### Your objective
Rewrite all of the material below, putting "Verification step" wherever "Quality assurance step" appears and keeping everything else the same.
-- Start of Task material --
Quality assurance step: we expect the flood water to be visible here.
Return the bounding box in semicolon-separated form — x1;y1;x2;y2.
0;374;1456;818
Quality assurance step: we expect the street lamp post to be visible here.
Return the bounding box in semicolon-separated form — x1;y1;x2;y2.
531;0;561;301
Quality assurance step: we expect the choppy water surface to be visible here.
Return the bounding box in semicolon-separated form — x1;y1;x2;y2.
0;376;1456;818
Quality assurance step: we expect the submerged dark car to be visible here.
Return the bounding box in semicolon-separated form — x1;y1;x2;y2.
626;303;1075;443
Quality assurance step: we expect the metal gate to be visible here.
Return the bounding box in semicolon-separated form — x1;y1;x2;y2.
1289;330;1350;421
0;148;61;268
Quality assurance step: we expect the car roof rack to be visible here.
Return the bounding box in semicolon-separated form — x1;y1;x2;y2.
-- End of Task material --
### Task answer
Verification step: we expect the flood water to be visible here.
Return the bounding box in semicolon-separated form — x1;y1;x2;y2.
0;374;1456;818
Verification step: we expect the street lamp post to be visible here.
Return the bounding box in semicolon-separated form — x1;y1;x2;y2.
531;0;561;301
Verification step: we expect the choppy water surface to be visible here.
Return the bounding box in semicolon-separated form — x1;y1;x2;y2.
0;376;1456;818
Verification step: we expect the submerged dark car to be visible here.
Return the bounding box in semicolon-separated form — x1;y1;x2;y2.
626;303;1075;443
Verification step: we expect the metal gate to be visible here.
Return the bounding box in semicolon-separated form — x1;y1;x2;y2.
1289;330;1350;421
0;148;61;268
Verification step: we expect the car roof rack to be visible here.
Return the bounding box in semicolon-separated form — x1;y1;x2;y2.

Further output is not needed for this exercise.